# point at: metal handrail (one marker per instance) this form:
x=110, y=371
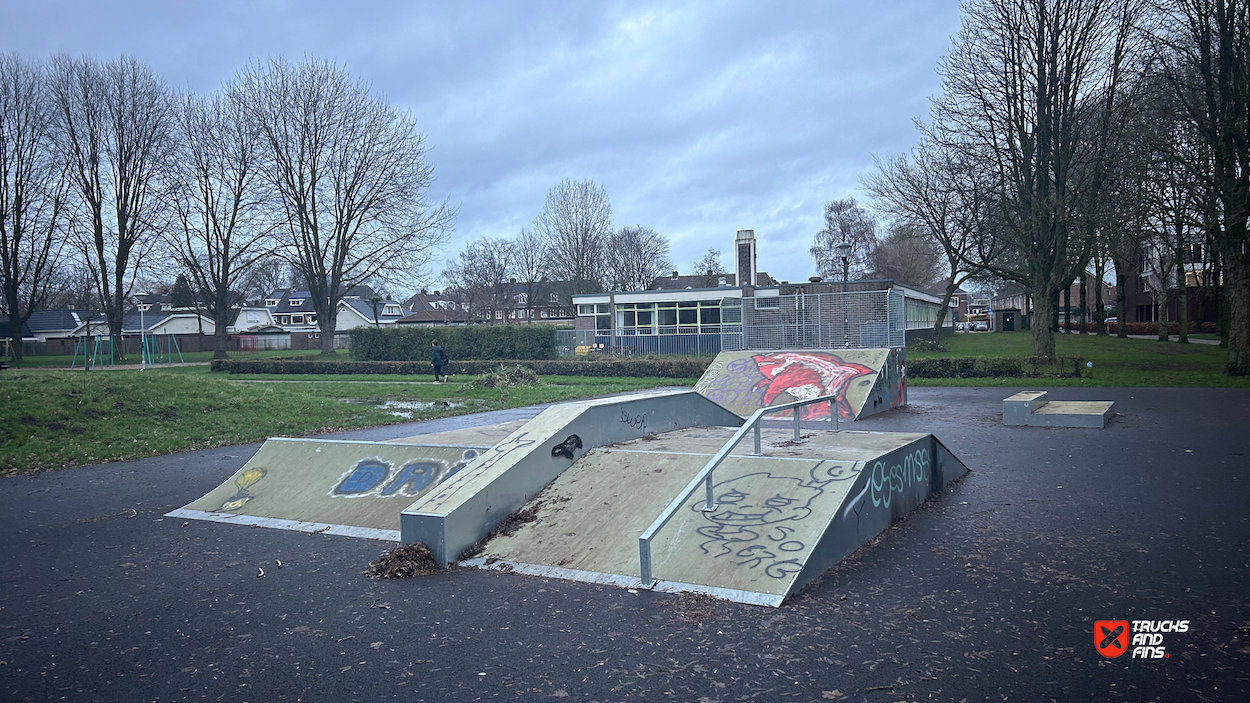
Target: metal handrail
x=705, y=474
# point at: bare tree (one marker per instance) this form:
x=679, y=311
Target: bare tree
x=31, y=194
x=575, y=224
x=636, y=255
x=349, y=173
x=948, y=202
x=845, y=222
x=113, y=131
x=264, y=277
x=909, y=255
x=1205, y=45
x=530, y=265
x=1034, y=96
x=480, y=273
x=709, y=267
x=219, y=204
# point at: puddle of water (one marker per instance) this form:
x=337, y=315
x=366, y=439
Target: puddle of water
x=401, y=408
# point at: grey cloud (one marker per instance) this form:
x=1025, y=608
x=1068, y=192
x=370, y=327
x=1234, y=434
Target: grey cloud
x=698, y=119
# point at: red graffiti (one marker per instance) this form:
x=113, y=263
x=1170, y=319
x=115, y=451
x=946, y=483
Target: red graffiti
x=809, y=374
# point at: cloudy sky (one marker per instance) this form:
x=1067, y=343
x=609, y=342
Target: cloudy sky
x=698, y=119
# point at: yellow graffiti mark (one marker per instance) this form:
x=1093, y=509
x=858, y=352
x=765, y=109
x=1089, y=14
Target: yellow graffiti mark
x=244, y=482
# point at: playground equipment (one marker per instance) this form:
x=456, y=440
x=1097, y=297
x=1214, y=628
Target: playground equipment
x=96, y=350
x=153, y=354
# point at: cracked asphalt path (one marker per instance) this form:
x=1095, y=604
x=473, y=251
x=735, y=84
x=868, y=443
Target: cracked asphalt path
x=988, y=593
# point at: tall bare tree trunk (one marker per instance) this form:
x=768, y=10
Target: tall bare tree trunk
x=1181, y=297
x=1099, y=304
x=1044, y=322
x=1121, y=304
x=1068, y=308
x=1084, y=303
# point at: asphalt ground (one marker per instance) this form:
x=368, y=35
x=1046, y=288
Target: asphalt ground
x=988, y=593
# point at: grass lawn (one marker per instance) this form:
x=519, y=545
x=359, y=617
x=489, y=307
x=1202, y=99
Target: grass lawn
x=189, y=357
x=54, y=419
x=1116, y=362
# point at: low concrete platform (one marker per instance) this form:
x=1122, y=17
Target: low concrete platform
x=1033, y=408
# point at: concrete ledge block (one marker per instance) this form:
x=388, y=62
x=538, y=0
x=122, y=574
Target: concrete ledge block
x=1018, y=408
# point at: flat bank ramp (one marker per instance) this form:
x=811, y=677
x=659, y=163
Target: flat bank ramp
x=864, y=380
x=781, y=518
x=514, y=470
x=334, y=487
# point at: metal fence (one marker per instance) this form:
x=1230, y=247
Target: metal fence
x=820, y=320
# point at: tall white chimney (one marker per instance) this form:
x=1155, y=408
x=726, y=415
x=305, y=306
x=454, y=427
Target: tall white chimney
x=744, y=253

━━━━━━━━

(Given exercise): Keep only the lines from the one containing "# point at: low" to the end of the entries, and repeat them exactly.

(Solution to the problem):
# point at: low concrete platform (one marker per instance) this form:
x=1122, y=17
Target: low concrete platform
x=1033, y=408
# point at: concrete ledge block (one marker per instance) this form:
x=388, y=62
x=538, y=0
x=122, y=574
Target: concrete ledge block
x=1018, y=408
# point at: flat bank ramp (one marker per instance) this form:
x=811, y=677
x=659, y=163
Target: flat bank ramp
x=864, y=380
x=781, y=518
x=514, y=470
x=334, y=487
# point at: metal fence (one marker per instance) this form:
x=1230, y=247
Target: metal fence
x=820, y=320
# point at: tall white chimney (one marker per instance) this form:
x=1155, y=408
x=726, y=415
x=305, y=306
x=454, y=427
Target: tall white chimney
x=744, y=253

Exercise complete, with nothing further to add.